Extract to read:
== == ==

Meet Shierly, a beautiful and treasured friend.
Seven years ago, as I was greatly pregnant with Justice, husband and I conducted a medical mission with some doctors visiting from California, other missionaries, and local pastors.
We saw hundreds of patients who came from the nearby community and filled the basketball court.
From morning until night we did checkups, gave medicines, and prayed for masses of men, women and children.
Halfway through the day, I was handed a chart for a patient.
The assistant who had checked vitals thought she was pregnant.
I looked up at her and then felt the familiar whisper of the Holy Spirit, that voice that so often silences the chaos around me and shines a spotlight on the one.
He’s always interested in the one.
Shierly was emaciated, gaunt, sallow, with a massively swollen abdomen.
I took her aside and began to examine her, quickly realizing that she was not pregnant, but had a mass in her uterus.
I called an OB-Gyn over to consult. He concurred, eyes filled with concern.
He whispered over his shoulder to me, “I think it may be too late.”
I wrote an order for an ultrasound and medical consult to be done the next day, and sat down beside her. Her head hung down, tears dripping onto her clenched hands in her lap.

== == ==

Material provided:
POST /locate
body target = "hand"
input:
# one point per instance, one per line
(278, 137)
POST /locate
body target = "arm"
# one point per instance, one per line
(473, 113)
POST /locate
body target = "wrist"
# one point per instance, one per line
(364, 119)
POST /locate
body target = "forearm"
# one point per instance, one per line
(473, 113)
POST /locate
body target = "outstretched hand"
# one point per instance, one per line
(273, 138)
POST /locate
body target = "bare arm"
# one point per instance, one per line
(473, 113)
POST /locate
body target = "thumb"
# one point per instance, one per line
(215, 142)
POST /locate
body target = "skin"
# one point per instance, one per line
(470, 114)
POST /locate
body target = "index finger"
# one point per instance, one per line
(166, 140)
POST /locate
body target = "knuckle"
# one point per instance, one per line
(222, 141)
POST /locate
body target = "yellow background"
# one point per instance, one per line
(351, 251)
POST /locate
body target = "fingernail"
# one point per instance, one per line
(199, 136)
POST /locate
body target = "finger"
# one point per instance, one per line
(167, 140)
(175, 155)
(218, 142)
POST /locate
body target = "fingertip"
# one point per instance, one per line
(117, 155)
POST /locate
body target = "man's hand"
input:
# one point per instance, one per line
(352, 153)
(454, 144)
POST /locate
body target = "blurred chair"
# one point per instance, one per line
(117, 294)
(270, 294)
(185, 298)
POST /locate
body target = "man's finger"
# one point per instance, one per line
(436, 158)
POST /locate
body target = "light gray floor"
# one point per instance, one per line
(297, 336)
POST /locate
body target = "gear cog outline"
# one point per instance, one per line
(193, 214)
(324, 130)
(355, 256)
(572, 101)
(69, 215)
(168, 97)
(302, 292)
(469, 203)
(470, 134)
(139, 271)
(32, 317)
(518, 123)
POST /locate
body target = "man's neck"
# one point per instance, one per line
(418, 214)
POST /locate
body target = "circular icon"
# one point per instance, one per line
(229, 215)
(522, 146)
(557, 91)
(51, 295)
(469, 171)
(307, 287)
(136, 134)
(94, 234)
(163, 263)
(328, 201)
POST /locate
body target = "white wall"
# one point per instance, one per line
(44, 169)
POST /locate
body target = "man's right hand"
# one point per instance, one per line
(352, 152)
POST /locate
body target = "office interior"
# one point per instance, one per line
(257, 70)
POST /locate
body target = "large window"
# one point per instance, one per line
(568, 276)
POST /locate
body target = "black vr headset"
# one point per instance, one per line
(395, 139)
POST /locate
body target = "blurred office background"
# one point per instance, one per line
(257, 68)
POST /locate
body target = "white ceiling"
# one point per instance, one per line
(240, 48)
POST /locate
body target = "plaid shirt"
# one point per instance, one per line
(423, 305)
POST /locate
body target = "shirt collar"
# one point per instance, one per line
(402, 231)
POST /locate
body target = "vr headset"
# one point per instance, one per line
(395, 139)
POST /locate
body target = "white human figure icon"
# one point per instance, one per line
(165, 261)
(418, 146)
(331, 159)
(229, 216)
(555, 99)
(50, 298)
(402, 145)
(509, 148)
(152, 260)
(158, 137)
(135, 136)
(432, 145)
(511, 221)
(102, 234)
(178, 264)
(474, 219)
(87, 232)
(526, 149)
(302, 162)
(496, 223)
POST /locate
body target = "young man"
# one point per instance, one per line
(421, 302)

== == ==

Required work:
Carry on the account of meeting Shierly at the medical mission, picking up right after its final sentence above.

Reply to the exercise:
I asked if she knew Jesus, how much He loved her and wanted to meet with her in the middle of this.
“I’m a strong catholic,“ she said
“I read my bible and go to mass every week, I almost became a nun. I am good and help others.”
I told her that those things were good and wonderful, but none of them bring us into a personal relationship with Jesus. He wants to rescue her, save her, have relationship with her.
I asked if I could put my hand on her belly and pray for healing because I believed Holy Spirit wanted to heal her. She nodded her head.
As I invited Holy Spirit to come and heal her body and heart, I felt Him move powerfully.
Francis, several incredibly powerful pastor friends and their wives surrounded her, anointed her with oil and prayed healing over her.
Glorious things happen when we all join together and pray expectantly. The atmosphere was changing... from fear to life.
The next morning I was jarred awake by my phone ringing. The voice on the other end was sobbing and broken. I could barely make out the words.
Shierly had woken up to go get an ultrasound and her abdomen had gone flat. The tumor was gone.
She cried the entire way to the clinic, and saw for herself on ultrasound that the tumor was gone. Not a trace.
She surrendered her life into the hands of the One who touched her and her life has never been the same.
Shierly is now a force of love, passion and joy.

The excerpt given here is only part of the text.